Source data:
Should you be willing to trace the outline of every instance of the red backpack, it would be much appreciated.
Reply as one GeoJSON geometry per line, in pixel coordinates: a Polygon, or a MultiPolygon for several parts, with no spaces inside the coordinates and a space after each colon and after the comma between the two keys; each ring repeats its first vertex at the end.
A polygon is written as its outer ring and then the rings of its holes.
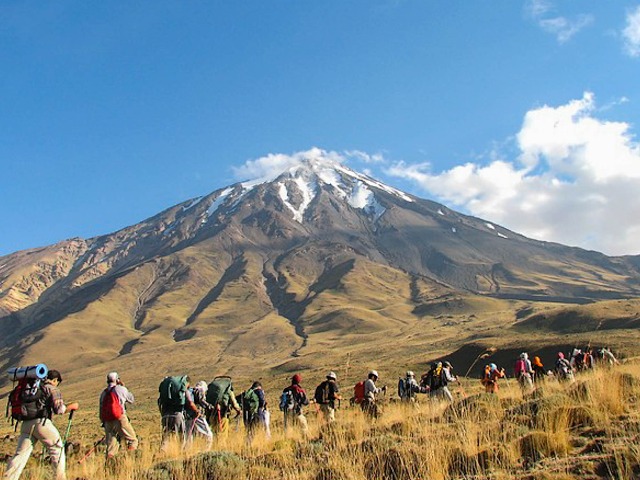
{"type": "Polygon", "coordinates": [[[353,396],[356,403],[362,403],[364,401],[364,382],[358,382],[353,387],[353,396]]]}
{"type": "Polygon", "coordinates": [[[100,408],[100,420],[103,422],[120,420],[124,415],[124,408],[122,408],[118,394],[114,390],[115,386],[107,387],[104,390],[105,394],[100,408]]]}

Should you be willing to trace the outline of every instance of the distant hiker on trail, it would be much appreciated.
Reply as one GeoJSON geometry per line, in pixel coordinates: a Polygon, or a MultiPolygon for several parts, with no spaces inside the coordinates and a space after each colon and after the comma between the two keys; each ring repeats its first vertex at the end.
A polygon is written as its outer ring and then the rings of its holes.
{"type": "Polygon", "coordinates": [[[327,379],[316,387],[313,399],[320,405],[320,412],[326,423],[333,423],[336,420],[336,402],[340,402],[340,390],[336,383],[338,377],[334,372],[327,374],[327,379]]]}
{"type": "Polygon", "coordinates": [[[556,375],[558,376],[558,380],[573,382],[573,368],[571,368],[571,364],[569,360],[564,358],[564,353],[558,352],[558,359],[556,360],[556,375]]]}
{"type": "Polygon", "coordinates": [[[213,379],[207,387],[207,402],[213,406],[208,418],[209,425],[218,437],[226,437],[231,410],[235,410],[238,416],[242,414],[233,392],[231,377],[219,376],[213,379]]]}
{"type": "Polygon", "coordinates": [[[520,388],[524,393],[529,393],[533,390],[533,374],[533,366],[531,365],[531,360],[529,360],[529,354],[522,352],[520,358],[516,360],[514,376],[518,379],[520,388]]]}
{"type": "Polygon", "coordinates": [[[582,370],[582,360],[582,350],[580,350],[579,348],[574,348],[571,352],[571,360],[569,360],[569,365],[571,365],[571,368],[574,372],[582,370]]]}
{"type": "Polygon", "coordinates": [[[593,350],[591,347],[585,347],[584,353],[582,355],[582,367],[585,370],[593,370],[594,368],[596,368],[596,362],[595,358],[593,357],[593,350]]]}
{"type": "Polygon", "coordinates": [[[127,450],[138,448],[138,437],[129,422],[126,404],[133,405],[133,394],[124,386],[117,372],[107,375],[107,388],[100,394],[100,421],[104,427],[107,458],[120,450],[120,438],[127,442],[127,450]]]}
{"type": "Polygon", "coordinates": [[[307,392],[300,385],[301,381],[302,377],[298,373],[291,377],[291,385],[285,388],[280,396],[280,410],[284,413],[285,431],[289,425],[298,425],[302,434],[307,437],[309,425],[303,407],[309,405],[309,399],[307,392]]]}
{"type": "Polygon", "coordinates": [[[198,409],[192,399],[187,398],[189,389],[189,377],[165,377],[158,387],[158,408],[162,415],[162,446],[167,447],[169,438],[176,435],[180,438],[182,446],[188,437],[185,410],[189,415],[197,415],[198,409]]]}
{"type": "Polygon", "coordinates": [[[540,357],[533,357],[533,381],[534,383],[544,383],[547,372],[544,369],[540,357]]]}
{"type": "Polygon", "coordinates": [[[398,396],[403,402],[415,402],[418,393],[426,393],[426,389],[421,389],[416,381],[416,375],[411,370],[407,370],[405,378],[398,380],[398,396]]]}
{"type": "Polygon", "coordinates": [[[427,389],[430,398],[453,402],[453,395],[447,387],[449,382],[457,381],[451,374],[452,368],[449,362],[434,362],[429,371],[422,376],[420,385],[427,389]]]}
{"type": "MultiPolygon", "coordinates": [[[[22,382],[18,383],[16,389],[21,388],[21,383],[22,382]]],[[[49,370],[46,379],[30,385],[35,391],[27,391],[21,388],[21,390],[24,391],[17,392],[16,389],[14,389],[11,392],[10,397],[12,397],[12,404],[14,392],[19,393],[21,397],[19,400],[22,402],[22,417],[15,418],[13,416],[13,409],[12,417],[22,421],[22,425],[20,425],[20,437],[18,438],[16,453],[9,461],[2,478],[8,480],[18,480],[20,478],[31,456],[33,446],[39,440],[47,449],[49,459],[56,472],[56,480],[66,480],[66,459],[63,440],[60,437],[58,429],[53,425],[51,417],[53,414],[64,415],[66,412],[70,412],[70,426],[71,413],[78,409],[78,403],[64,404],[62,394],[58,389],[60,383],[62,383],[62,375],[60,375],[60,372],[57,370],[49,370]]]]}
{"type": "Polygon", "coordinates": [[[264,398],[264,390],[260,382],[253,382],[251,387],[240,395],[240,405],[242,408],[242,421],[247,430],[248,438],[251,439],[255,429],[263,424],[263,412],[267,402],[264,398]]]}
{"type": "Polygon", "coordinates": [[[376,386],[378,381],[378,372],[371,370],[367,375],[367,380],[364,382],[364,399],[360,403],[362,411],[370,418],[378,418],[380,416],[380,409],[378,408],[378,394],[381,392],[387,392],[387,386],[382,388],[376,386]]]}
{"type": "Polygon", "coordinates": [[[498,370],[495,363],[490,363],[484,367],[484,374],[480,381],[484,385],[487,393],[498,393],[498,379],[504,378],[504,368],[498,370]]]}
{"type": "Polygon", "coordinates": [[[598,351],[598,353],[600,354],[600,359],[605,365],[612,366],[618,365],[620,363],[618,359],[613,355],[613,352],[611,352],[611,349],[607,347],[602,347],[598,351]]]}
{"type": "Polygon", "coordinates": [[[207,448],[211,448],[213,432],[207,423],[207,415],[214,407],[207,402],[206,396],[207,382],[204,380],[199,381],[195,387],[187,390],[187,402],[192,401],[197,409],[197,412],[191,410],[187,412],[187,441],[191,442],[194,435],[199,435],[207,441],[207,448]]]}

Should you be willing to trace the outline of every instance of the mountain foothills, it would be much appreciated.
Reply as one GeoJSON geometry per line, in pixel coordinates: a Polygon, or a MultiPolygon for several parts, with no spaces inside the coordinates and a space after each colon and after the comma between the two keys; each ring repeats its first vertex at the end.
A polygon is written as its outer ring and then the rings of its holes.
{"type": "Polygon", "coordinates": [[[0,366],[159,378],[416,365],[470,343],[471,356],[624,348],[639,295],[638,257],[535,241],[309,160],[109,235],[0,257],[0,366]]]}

Brief: Rewrite the stretch from the line containing "foothills, it would be much appreciated." through the end of the records, replacing "outer ring" with "exterior ring" and keeping everything else the same.

Finished exercise:
Should you be willing to trace the outline of every instance of the mountain foothills, it would be much appreciated.
Reply as one GeoJSON geometry per line, in pixel coordinates: a Polygon, or a MultiPolygon for several parts, with no spaces inside the coordinates and a space after each colon and after the comma between the two keys; each ring repeats its first vertex at the end.
A polygon is written as its exterior ring and then the rings of its holes.
{"type": "Polygon", "coordinates": [[[0,366],[159,378],[416,365],[470,343],[471,356],[624,348],[639,295],[638,257],[535,241],[309,160],[109,235],[0,257],[0,366]]]}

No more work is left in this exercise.